Return these lines exactly as they are, starting at the line that contains "frame around plaque" and ending at the line that contains "x=185 y=236", with both of those lines included.

-- start of Extracted material --

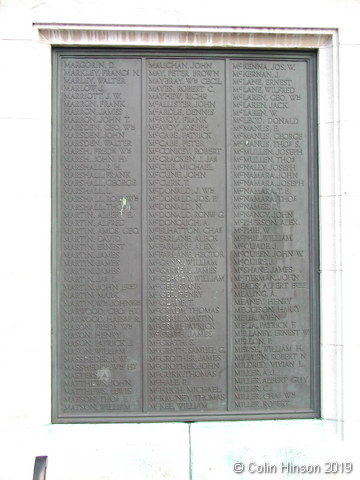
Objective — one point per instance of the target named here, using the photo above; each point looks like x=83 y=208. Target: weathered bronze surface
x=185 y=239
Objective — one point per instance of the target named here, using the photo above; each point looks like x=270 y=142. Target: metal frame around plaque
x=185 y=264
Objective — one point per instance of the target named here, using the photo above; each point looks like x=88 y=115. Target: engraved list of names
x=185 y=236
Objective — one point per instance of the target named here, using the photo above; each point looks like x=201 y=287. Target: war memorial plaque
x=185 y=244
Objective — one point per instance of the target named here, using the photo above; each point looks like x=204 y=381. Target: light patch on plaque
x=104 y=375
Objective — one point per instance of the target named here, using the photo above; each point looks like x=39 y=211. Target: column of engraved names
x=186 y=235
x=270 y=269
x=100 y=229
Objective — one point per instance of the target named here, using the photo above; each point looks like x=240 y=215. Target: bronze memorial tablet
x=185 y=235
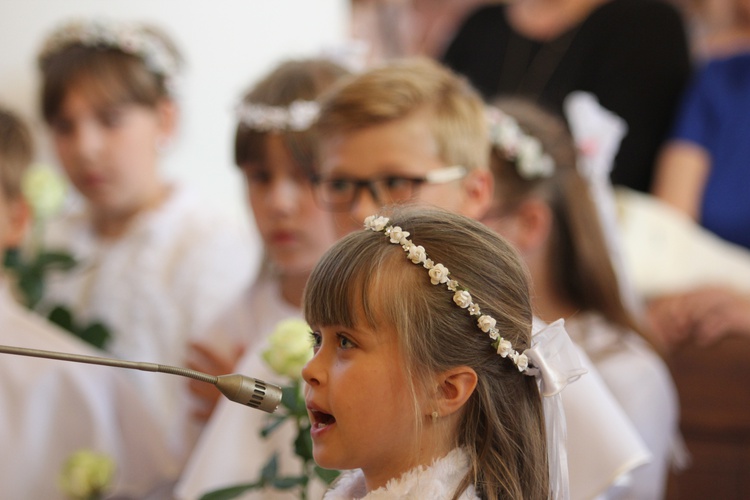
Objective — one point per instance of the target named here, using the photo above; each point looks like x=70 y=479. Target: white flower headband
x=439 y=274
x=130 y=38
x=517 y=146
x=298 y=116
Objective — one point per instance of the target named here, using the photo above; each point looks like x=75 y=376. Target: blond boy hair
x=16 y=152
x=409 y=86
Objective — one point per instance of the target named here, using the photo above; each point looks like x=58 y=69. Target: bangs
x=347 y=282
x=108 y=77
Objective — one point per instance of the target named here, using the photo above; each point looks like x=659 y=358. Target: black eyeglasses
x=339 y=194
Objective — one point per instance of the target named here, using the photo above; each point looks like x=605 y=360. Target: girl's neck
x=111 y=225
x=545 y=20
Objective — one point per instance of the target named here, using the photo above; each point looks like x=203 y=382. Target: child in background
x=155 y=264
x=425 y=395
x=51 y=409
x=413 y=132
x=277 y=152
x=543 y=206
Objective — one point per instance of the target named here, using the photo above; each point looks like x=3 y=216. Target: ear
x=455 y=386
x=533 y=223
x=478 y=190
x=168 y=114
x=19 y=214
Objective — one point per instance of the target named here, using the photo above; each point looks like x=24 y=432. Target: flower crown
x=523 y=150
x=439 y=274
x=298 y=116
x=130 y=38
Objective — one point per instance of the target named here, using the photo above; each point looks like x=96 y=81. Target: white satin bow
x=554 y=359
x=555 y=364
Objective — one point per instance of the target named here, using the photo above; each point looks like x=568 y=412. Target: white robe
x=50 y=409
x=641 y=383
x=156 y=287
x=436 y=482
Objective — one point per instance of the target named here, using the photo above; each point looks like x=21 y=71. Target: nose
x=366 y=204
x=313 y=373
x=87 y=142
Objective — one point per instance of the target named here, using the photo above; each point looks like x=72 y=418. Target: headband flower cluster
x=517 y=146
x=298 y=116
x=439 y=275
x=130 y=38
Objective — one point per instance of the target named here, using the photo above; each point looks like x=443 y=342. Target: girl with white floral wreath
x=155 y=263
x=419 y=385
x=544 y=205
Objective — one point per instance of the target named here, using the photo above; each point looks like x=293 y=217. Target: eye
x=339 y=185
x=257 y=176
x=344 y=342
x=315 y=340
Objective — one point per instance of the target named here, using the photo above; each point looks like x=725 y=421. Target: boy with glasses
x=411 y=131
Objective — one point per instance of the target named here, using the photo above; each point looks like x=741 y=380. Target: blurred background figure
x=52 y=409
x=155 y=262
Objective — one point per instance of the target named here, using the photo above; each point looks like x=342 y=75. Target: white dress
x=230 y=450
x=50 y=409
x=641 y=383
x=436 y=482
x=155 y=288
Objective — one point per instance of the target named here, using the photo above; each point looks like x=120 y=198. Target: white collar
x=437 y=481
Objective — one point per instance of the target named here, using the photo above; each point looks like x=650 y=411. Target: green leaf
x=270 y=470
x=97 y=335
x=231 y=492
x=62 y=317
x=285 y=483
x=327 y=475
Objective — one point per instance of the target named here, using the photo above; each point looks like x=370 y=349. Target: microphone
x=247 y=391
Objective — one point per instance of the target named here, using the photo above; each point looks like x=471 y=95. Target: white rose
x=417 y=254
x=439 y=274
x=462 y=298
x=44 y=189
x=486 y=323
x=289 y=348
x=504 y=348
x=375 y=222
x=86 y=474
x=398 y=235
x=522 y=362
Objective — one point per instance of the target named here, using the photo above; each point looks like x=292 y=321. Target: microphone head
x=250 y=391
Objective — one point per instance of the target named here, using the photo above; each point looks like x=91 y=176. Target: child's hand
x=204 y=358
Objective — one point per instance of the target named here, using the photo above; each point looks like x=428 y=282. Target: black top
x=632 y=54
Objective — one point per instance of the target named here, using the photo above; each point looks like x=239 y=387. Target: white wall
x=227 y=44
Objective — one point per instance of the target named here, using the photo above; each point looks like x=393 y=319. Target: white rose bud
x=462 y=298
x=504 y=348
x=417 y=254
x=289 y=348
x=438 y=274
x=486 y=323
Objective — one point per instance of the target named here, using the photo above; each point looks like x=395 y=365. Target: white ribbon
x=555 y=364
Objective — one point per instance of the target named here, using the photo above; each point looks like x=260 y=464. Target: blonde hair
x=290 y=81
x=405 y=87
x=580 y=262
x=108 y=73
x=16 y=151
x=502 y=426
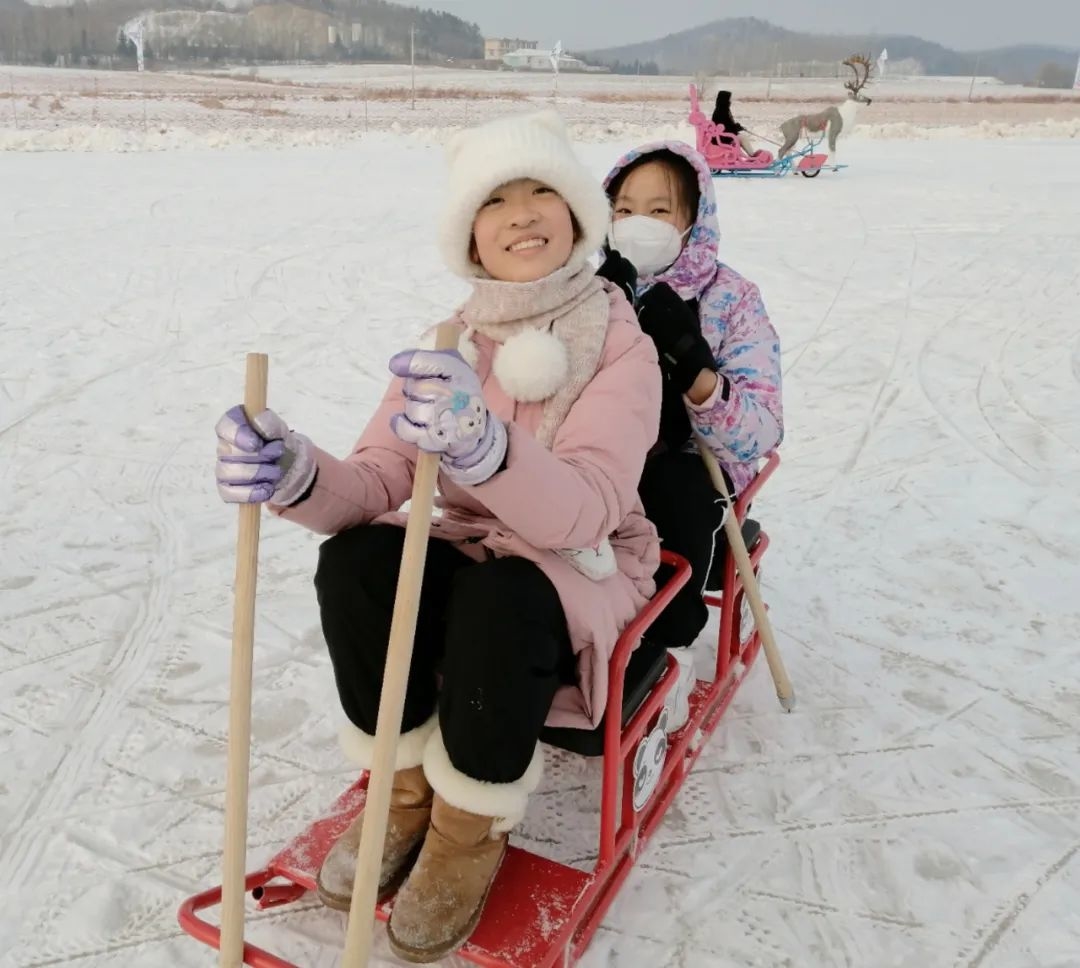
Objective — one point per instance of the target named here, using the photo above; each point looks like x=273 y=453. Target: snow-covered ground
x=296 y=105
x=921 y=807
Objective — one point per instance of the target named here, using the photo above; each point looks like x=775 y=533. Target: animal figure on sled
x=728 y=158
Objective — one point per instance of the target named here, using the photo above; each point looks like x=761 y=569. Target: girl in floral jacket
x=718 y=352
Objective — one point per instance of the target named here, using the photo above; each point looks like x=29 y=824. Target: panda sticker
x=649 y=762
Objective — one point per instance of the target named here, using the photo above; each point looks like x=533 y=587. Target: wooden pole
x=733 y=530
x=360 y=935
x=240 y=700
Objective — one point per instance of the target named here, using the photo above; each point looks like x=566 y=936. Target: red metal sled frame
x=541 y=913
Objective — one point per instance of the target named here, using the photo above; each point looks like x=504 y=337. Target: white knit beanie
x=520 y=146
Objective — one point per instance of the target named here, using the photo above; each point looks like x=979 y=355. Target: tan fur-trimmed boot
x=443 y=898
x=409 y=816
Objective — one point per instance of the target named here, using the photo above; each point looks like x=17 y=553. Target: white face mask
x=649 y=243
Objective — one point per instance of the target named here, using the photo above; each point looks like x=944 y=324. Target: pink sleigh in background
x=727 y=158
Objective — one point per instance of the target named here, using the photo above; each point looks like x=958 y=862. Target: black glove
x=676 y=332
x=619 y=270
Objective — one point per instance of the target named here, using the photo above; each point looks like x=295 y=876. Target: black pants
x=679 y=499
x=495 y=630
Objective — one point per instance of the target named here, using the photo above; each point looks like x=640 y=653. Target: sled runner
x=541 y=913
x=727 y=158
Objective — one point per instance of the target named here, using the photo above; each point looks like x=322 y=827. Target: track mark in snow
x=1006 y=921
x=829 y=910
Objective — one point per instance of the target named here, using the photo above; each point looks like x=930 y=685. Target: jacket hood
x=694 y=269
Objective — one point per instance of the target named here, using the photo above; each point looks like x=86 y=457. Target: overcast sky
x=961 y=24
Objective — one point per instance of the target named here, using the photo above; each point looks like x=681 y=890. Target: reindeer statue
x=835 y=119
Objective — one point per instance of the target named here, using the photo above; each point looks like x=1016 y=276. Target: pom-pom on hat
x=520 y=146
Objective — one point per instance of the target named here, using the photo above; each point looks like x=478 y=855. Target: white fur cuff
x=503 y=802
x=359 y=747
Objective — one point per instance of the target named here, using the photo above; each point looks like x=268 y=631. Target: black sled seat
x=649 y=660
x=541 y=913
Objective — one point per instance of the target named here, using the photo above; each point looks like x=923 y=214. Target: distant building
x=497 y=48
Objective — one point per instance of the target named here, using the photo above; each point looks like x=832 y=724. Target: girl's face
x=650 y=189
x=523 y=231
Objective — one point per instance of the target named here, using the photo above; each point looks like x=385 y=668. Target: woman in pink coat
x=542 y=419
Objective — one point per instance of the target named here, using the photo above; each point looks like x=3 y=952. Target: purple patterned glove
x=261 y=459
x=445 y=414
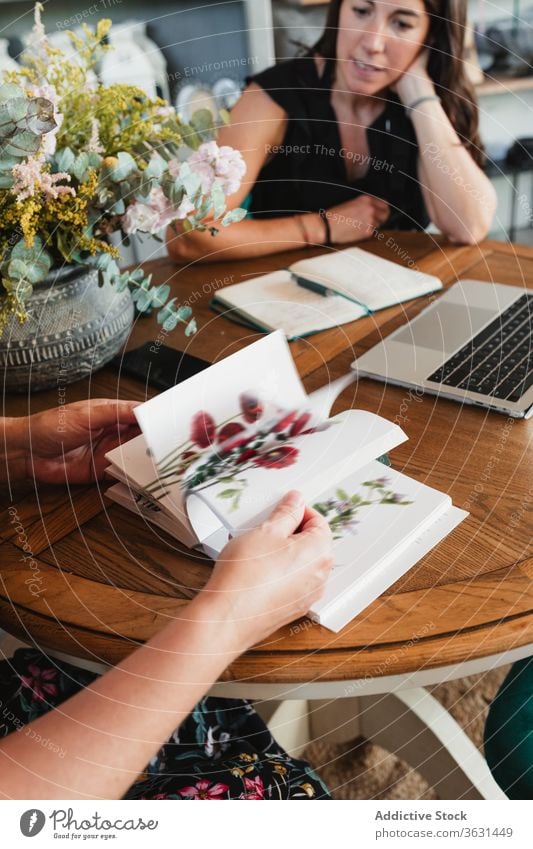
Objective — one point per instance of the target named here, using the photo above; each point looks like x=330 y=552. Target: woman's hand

-- end of Extracted material --

Result of the task:
Objective — one point per instance of the target named here, using the photo above; each point looks like x=270 y=142. Target: metal frame around plaque
x=185 y=264
Objective — one point per instance of the target named here, using the photo above; each point looks like x=88 y=115. Target: engraved list of names
x=185 y=236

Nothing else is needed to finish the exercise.